**Exercise prompt**
Identify every line in the material below that contains the string "woman", and reproduce each such line in full.

**Information given**

****************

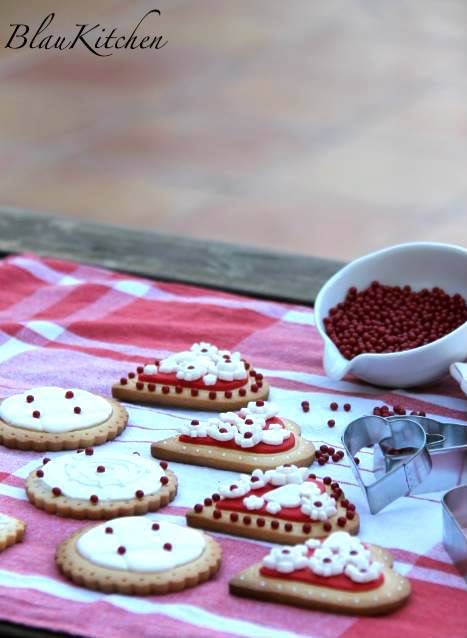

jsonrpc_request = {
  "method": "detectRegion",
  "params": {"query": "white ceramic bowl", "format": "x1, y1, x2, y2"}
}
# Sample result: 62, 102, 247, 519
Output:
315, 242, 467, 388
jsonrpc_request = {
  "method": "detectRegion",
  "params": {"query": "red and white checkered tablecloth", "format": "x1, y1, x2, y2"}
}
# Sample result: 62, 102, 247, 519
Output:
0, 255, 467, 638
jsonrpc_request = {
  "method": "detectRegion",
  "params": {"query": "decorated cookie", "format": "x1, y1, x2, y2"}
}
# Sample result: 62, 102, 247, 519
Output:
112, 342, 269, 411
56, 516, 221, 595
230, 532, 411, 615
26, 448, 177, 519
151, 400, 315, 472
187, 465, 360, 544
0, 514, 26, 552
0, 387, 128, 452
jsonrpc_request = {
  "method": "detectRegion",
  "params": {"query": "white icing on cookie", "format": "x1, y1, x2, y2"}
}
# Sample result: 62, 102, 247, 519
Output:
263, 545, 308, 574
154, 342, 248, 386
41, 452, 165, 501
263, 532, 383, 583
0, 386, 112, 433
76, 516, 206, 572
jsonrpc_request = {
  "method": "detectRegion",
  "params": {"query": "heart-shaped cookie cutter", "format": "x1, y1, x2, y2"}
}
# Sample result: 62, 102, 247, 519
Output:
342, 416, 467, 514
442, 485, 467, 581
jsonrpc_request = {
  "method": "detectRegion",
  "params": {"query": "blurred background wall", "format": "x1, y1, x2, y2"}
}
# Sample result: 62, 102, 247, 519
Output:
0, 0, 467, 259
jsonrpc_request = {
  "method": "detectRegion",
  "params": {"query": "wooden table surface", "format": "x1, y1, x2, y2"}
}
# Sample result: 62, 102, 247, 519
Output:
0, 208, 342, 638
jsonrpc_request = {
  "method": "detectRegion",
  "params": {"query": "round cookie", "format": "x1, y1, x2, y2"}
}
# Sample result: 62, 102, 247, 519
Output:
55, 516, 221, 596
0, 386, 128, 452
0, 514, 26, 552
26, 448, 177, 520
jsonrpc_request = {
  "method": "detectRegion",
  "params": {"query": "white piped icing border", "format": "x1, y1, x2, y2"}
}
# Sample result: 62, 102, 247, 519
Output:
39, 451, 166, 501
263, 532, 383, 583
0, 386, 112, 433
76, 516, 206, 572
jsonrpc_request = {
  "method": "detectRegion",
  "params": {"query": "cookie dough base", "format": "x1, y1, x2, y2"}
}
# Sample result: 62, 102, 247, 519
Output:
26, 470, 177, 520
0, 397, 128, 452
112, 377, 269, 412
0, 516, 26, 552
186, 485, 360, 545
229, 545, 411, 616
151, 417, 315, 473
55, 526, 222, 596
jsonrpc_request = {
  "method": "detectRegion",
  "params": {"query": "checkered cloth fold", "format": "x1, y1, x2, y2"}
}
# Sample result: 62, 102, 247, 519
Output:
0, 255, 467, 638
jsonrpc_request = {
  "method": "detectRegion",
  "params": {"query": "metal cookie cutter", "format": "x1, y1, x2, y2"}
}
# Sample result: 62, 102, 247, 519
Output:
442, 485, 467, 581
342, 416, 431, 514
342, 416, 467, 514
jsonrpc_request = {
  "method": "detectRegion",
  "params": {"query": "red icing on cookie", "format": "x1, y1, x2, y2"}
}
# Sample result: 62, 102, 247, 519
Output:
216, 479, 325, 523
138, 372, 248, 392
259, 565, 384, 592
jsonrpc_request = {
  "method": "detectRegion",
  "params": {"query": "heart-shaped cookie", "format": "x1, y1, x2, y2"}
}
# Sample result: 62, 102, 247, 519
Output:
151, 400, 315, 472
187, 465, 360, 544
230, 532, 411, 615
112, 342, 269, 411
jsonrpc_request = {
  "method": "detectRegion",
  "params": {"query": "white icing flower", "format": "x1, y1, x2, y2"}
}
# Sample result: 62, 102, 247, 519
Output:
206, 419, 236, 441
344, 561, 383, 583
240, 401, 279, 420
266, 465, 310, 485
203, 372, 217, 385
266, 501, 282, 514
263, 545, 308, 574
243, 494, 264, 510
219, 481, 250, 498
263, 428, 290, 445
300, 492, 337, 521
143, 363, 157, 374
190, 341, 218, 359
235, 430, 262, 448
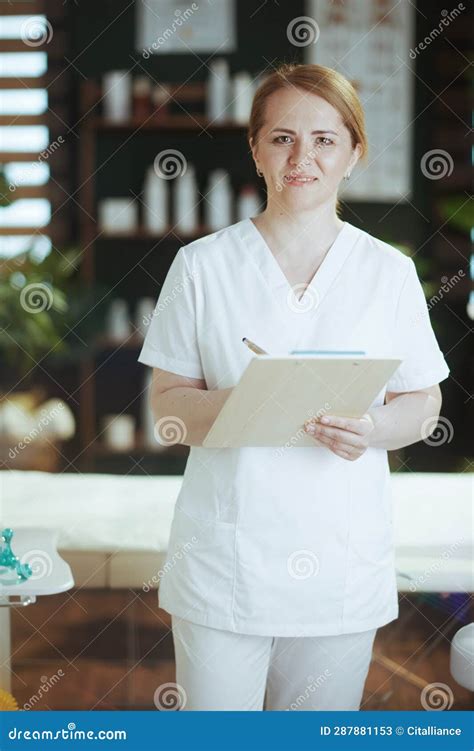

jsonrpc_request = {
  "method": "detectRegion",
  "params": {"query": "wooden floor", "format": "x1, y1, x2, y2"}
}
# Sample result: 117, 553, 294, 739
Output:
8, 589, 474, 711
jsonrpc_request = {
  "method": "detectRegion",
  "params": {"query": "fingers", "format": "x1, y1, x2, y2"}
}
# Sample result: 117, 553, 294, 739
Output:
316, 414, 374, 435
308, 418, 361, 448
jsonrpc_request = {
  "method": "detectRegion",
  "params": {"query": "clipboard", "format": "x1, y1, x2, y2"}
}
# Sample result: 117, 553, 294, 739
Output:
202, 353, 402, 448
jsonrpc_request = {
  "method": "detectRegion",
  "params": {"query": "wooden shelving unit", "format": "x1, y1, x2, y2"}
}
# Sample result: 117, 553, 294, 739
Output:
78, 81, 258, 473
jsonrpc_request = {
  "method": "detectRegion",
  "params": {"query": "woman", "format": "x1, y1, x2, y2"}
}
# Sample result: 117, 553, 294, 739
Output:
139, 65, 449, 710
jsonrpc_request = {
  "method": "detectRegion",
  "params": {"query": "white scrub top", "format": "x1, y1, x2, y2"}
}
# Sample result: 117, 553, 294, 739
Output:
138, 219, 449, 636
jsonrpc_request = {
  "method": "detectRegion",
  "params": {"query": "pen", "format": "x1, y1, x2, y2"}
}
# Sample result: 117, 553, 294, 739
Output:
242, 336, 268, 355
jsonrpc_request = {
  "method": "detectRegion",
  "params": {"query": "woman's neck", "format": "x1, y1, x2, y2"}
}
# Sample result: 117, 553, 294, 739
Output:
254, 206, 344, 255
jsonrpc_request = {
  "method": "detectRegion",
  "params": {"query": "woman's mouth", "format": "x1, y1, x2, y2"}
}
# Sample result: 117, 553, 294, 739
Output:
284, 175, 318, 185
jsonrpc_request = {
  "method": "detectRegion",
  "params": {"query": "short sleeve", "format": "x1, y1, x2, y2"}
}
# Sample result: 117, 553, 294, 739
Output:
387, 258, 449, 392
138, 248, 204, 378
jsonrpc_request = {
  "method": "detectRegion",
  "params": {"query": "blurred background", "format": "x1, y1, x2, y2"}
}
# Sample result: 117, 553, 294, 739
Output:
0, 0, 474, 709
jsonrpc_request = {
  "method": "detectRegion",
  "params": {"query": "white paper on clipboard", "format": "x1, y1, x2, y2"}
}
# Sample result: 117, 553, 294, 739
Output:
202, 355, 401, 448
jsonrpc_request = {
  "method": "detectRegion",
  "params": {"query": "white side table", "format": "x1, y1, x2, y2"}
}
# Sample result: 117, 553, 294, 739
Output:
0, 525, 74, 691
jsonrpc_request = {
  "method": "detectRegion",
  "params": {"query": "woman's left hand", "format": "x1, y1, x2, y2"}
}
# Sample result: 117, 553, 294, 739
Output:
304, 412, 375, 462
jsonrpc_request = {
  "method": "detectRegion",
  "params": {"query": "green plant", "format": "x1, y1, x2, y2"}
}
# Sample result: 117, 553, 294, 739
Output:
0, 247, 108, 376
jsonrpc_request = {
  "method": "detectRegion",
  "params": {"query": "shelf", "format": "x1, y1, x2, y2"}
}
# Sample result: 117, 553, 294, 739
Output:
94, 334, 143, 353
87, 115, 248, 134
96, 225, 218, 242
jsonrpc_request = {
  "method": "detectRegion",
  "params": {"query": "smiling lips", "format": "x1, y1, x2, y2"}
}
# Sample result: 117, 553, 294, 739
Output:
284, 174, 318, 185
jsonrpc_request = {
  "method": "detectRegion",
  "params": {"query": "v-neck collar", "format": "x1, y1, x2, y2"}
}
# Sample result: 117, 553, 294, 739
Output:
240, 218, 358, 315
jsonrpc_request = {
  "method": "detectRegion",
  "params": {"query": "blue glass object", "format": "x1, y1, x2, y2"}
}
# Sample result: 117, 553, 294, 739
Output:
0, 528, 33, 584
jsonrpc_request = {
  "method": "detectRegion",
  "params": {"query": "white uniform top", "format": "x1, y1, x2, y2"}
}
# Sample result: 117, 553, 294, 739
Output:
139, 219, 449, 636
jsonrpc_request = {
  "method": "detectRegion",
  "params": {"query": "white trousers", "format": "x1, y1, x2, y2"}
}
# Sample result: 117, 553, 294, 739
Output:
171, 616, 377, 711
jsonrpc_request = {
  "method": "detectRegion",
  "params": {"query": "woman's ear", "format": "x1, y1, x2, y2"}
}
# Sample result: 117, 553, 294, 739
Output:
349, 143, 362, 171
249, 138, 257, 163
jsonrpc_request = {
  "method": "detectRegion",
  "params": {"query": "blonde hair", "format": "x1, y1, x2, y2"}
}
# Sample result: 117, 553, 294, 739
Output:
247, 63, 368, 210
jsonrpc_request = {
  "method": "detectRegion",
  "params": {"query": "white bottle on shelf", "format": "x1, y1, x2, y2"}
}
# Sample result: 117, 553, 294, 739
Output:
237, 184, 262, 222
173, 164, 199, 233
143, 166, 169, 235
204, 169, 232, 231
206, 58, 230, 123
102, 70, 132, 123
231, 71, 253, 125
105, 298, 132, 342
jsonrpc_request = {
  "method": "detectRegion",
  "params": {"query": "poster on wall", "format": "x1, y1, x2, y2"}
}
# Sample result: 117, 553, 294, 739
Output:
305, 0, 414, 202
135, 0, 237, 55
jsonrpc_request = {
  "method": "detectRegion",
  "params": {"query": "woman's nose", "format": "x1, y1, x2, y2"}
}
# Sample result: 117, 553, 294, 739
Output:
290, 141, 314, 167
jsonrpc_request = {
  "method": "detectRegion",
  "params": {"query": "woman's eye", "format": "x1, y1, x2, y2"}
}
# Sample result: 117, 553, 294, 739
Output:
273, 136, 334, 146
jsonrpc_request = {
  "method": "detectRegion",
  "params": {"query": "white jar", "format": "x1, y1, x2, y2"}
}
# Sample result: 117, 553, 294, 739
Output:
102, 70, 133, 123
143, 166, 169, 234
204, 169, 232, 230
173, 164, 199, 233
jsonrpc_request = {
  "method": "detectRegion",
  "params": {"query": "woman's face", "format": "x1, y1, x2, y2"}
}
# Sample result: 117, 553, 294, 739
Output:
251, 88, 361, 212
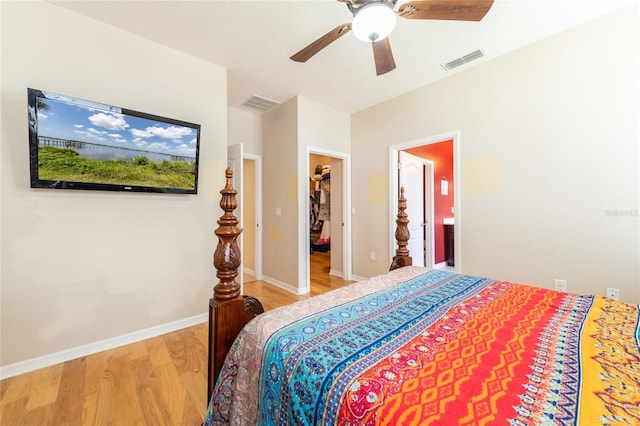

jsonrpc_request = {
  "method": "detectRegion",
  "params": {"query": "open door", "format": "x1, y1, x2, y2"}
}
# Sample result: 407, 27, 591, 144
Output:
399, 151, 426, 266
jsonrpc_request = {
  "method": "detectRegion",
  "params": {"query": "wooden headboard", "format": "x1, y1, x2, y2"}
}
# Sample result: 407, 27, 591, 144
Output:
207, 168, 412, 403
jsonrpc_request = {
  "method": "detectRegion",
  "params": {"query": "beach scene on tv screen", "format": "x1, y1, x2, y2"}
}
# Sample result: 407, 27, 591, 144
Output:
36, 97, 198, 190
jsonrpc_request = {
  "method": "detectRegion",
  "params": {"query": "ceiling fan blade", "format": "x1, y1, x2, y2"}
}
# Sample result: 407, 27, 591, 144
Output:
398, 0, 493, 21
372, 37, 396, 75
289, 23, 351, 62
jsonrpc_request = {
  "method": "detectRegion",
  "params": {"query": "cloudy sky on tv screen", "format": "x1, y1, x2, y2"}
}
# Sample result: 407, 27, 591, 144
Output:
38, 98, 197, 160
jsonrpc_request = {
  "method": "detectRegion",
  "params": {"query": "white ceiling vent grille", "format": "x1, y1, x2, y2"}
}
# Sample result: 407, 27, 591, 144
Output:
442, 49, 485, 71
242, 95, 278, 111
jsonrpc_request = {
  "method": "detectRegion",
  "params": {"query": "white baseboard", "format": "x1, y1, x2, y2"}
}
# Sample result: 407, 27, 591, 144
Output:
0, 313, 209, 379
242, 267, 256, 277
262, 275, 310, 296
329, 269, 344, 278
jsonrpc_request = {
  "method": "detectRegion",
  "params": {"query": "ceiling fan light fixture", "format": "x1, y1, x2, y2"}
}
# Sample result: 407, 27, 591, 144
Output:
351, 1, 396, 42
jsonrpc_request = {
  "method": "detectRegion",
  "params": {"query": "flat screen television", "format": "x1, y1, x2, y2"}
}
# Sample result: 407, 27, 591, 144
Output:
27, 89, 200, 194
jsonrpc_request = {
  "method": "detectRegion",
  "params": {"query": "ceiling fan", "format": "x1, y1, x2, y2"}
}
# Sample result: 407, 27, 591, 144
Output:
290, 0, 493, 75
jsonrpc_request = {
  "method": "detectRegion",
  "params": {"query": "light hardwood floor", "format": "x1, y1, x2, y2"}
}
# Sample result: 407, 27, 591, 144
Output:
0, 252, 348, 426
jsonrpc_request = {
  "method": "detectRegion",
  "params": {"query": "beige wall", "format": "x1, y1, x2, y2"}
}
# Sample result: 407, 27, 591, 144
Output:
227, 108, 262, 155
263, 97, 351, 293
241, 159, 257, 274
352, 5, 640, 303
0, 2, 227, 366
262, 98, 306, 292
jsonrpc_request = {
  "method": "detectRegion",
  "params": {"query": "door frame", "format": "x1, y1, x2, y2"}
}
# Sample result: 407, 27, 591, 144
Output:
298, 145, 352, 292
389, 130, 463, 272
242, 152, 262, 280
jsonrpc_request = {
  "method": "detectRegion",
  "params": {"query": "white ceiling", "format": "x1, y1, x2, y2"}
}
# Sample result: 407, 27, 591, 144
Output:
50, 0, 638, 113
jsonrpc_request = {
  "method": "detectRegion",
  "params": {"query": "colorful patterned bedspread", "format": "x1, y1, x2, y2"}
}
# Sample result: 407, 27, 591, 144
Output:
205, 267, 640, 425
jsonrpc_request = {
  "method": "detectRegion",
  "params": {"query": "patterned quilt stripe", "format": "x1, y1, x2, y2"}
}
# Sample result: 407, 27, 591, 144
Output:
205, 268, 640, 426
259, 271, 491, 424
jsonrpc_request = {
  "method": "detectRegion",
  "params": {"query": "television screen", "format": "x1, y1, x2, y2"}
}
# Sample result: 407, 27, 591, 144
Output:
28, 89, 200, 194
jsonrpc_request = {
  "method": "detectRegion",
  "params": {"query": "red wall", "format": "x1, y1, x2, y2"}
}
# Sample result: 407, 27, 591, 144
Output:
405, 140, 454, 263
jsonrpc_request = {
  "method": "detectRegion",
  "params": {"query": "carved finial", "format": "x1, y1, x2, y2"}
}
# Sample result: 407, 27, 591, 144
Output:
391, 187, 413, 270
213, 167, 242, 300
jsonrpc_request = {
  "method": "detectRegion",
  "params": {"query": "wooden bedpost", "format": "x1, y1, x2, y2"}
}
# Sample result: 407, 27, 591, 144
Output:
389, 187, 413, 271
207, 168, 264, 403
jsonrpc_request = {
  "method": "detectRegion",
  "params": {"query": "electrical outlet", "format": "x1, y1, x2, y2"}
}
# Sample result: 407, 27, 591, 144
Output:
553, 278, 567, 291
607, 287, 620, 300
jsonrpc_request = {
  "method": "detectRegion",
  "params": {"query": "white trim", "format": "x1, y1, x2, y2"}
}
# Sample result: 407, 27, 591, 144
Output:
298, 145, 353, 291
242, 152, 262, 280
262, 275, 311, 296
329, 269, 343, 278
0, 313, 209, 380
389, 130, 462, 272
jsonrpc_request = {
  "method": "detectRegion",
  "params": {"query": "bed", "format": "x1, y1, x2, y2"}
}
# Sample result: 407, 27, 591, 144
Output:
205, 170, 640, 425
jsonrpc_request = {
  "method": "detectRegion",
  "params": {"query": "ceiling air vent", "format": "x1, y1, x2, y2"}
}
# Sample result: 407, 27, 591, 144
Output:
442, 49, 484, 71
242, 95, 278, 111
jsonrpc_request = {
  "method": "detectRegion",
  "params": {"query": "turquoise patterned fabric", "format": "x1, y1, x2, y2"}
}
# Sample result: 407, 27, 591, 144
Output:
259, 271, 493, 425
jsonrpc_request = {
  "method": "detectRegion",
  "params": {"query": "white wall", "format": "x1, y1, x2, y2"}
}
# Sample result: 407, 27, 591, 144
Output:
263, 97, 351, 294
227, 108, 262, 155
0, 2, 227, 367
352, 4, 640, 303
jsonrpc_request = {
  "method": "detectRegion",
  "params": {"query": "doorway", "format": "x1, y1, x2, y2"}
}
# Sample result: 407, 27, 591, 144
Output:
303, 147, 351, 289
227, 143, 262, 293
240, 153, 262, 282
389, 131, 462, 271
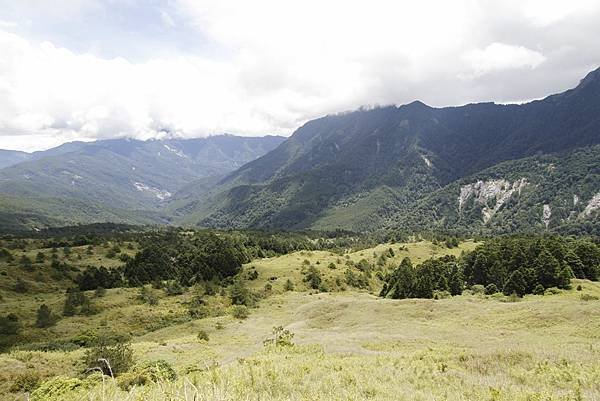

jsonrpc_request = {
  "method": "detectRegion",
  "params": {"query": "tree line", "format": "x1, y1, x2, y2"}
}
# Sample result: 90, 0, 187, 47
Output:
380, 236, 600, 298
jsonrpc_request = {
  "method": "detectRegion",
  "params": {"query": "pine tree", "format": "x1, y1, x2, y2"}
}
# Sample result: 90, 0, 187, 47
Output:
534, 249, 560, 288
502, 269, 527, 297
35, 304, 54, 328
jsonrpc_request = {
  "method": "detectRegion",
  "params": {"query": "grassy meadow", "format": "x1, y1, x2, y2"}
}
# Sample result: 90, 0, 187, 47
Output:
0, 241, 600, 401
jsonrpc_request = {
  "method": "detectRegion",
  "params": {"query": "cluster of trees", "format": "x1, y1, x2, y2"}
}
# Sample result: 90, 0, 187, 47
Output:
123, 232, 249, 286
380, 256, 465, 299
77, 266, 124, 291
380, 236, 600, 298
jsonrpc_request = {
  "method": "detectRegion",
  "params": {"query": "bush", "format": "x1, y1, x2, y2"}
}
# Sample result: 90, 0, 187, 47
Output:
485, 283, 500, 295
14, 277, 29, 294
29, 376, 85, 401
83, 338, 134, 377
304, 266, 321, 290
94, 287, 106, 298
263, 326, 294, 347
0, 313, 21, 336
433, 290, 452, 299
117, 360, 177, 391
198, 330, 208, 341
533, 284, 544, 295
471, 284, 486, 295
8, 370, 41, 393
544, 287, 562, 295
229, 280, 252, 306
35, 304, 56, 328
164, 280, 183, 296
283, 278, 294, 291
231, 305, 250, 319
138, 286, 158, 306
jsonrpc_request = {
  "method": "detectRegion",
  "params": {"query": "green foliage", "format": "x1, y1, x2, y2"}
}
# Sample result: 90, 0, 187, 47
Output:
283, 278, 294, 291
82, 337, 134, 377
380, 256, 464, 298
9, 370, 42, 393
35, 304, 56, 328
304, 266, 321, 290
137, 285, 158, 306
164, 280, 184, 296
14, 277, 29, 294
197, 330, 208, 341
0, 313, 21, 336
229, 280, 254, 306
263, 326, 294, 347
231, 305, 250, 320
30, 376, 85, 401
77, 266, 124, 291
117, 359, 177, 390
123, 232, 248, 285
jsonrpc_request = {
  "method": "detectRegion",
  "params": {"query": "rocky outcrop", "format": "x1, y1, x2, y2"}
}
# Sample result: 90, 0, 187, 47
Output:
458, 178, 527, 223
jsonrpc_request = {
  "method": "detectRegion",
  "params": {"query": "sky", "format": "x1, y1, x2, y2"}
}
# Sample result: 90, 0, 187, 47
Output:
0, 0, 600, 151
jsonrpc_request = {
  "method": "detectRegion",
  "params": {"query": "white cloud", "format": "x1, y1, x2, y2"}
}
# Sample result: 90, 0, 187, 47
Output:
464, 43, 546, 76
0, 0, 600, 149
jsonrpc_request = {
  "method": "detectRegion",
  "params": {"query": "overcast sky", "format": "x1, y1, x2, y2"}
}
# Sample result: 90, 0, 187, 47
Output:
0, 0, 600, 151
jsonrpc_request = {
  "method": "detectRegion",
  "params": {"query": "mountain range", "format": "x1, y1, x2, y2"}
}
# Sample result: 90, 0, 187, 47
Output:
0, 135, 285, 229
0, 69, 600, 233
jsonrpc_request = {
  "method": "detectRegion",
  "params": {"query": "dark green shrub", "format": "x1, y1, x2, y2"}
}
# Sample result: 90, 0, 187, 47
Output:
263, 326, 294, 347
198, 330, 208, 341
8, 370, 41, 393
35, 304, 56, 328
117, 360, 177, 391
83, 337, 134, 377
231, 305, 250, 319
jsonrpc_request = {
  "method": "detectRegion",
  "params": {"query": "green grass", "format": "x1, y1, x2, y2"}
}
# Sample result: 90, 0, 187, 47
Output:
0, 242, 600, 401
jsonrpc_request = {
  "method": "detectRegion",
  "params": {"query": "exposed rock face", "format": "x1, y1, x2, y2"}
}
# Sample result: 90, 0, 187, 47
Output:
133, 182, 171, 200
542, 205, 552, 228
581, 192, 600, 217
458, 178, 527, 223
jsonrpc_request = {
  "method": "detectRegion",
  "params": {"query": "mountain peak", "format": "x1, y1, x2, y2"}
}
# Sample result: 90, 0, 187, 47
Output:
578, 67, 600, 87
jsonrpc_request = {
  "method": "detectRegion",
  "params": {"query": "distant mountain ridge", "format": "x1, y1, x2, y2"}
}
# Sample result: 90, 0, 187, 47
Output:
174, 70, 600, 230
0, 135, 285, 226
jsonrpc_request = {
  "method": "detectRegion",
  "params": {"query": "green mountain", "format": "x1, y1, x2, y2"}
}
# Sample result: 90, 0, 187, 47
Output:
0, 135, 284, 228
179, 70, 600, 231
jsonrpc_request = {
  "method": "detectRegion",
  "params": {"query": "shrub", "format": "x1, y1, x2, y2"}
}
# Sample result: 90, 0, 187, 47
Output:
544, 287, 562, 295
8, 370, 41, 393
433, 290, 452, 299
471, 284, 485, 295
304, 266, 321, 290
138, 286, 158, 306
533, 284, 544, 295
198, 330, 208, 341
117, 359, 177, 391
14, 277, 29, 294
94, 287, 106, 298
229, 280, 252, 305
485, 283, 500, 295
263, 326, 294, 347
35, 304, 56, 328
283, 278, 294, 291
231, 305, 250, 319
0, 313, 21, 336
83, 337, 134, 377
29, 376, 85, 401
580, 294, 600, 301
164, 280, 183, 295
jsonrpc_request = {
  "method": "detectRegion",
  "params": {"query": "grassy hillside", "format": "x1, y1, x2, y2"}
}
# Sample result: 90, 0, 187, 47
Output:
0, 242, 600, 401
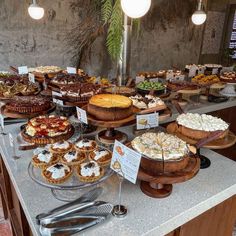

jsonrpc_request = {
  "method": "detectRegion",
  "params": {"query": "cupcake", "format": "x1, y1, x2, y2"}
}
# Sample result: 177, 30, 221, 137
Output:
89, 148, 112, 166
50, 141, 73, 155
31, 149, 59, 168
61, 150, 86, 166
75, 139, 97, 152
42, 163, 73, 184
76, 161, 104, 182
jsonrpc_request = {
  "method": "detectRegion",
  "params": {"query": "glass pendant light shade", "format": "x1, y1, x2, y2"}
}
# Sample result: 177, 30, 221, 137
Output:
121, 0, 151, 18
28, 1, 44, 20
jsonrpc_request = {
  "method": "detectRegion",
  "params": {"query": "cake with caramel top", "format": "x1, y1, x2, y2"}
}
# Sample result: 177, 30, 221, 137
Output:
88, 94, 133, 121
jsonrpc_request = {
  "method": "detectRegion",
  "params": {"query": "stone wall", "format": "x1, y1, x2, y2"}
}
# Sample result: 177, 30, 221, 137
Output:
0, 0, 208, 77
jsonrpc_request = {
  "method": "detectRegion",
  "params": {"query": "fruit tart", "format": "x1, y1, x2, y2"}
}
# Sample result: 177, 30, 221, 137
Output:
89, 148, 112, 166
42, 162, 73, 184
31, 149, 59, 168
61, 150, 86, 166
75, 139, 97, 152
76, 161, 104, 182
50, 141, 73, 155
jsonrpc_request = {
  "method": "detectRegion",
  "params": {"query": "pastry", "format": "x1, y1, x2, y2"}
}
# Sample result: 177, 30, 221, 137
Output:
50, 141, 73, 155
42, 163, 73, 184
31, 149, 59, 168
74, 139, 97, 152
76, 161, 104, 182
87, 94, 133, 121
6, 96, 51, 113
89, 148, 112, 166
176, 113, 229, 140
61, 150, 86, 166
21, 115, 74, 145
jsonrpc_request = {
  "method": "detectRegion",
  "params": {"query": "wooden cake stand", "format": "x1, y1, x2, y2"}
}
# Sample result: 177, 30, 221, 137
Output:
82, 105, 140, 145
166, 122, 236, 169
138, 157, 200, 198
1, 103, 56, 119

****************

**Final answer**
  "params": {"query": "woman", "format": "x1, y1, x2, y2"}
  "params": {"query": "woman's neck", "format": "x1, y1, x2, y2"}
  "params": {"query": "woman's mouth", "format": "x1, y1, x2, y2"}
  "params": {"query": "woman's left hand", "format": "x1, y1, x2, y2"}
  "params": {"query": "woman's ear", "format": "x1, y1, x2, y2"}
  "params": {"query": "woman's nose", "format": "x1, y1, x2, y2"}
  "params": {"query": "woman's eye", "format": "x1, y1, x2, y2"}
  "params": {"query": "woman's face", "format": "x1, y1, x2, y2"}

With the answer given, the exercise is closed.